Work instructions:
Without altering anything, repeat each of the records.
########
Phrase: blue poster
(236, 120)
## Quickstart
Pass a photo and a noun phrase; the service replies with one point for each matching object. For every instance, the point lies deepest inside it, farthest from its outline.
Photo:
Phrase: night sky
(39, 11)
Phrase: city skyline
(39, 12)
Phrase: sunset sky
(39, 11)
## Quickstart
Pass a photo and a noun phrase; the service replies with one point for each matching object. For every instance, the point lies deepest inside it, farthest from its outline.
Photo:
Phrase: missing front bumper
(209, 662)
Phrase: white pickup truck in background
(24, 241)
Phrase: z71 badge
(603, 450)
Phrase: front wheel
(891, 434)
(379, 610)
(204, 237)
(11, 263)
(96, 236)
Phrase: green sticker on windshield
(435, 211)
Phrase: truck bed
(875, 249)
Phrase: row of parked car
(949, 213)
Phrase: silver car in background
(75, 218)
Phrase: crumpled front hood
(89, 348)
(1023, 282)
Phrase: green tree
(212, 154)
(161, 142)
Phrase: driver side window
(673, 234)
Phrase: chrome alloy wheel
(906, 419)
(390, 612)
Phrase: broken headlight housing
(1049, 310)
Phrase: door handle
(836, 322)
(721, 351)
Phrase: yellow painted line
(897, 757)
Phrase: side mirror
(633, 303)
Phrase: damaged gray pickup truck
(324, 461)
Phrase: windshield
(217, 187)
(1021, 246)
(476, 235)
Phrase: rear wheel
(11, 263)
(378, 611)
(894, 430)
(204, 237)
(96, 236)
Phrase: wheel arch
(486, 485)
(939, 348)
########
Answer to the exercise:
Phrase: blue poster
(236, 120)
## Quickstart
Pass a photo and a noun phrase; the service replies with one point for each matching object. For every instance, the point lies deepest inside it, farthest from its outline.
Photo:
Phrase: night sky
(39, 11)
Phrase: city skyline
(39, 12)
Phrase: sunset sky
(39, 11)
## Quickstart
Pass a photo and a noun phrase; the service replies with one point for each matching object. For every instance, the point lies deepest inside it, farthest from its outline.
Photo:
Phrase: missing front bumper
(209, 662)
Phrase: white pickup truck in background
(24, 241)
Phrase: z71 badge
(603, 450)
Phrase: front wheel
(891, 434)
(379, 610)
(204, 237)
(11, 263)
(96, 236)
Phrase: green sticker on windshield
(435, 211)
Phrase: truck bed
(875, 249)
Phrase: row of parked car
(949, 213)
Phrase: silver car in background
(75, 218)
Phrase: crumpled front hood
(89, 348)
(1023, 282)
Phrase: green tree
(212, 154)
(161, 142)
Phrase: driver side window
(673, 234)
Phrase: chrome alloy wheel
(906, 419)
(390, 612)
Phrase: broken headlight housing
(1049, 310)
Phrase: door handle
(836, 322)
(721, 351)
Phrase: yellow painted line
(897, 757)
Phrase: side mirror
(633, 303)
Phrase: damaged gray pickup truck
(324, 461)
Phrase: windshield
(217, 187)
(1021, 246)
(476, 235)
Phrase: rear wheel
(11, 263)
(378, 611)
(894, 430)
(204, 237)
(96, 236)
Phrase: wheel arch
(486, 485)
(939, 348)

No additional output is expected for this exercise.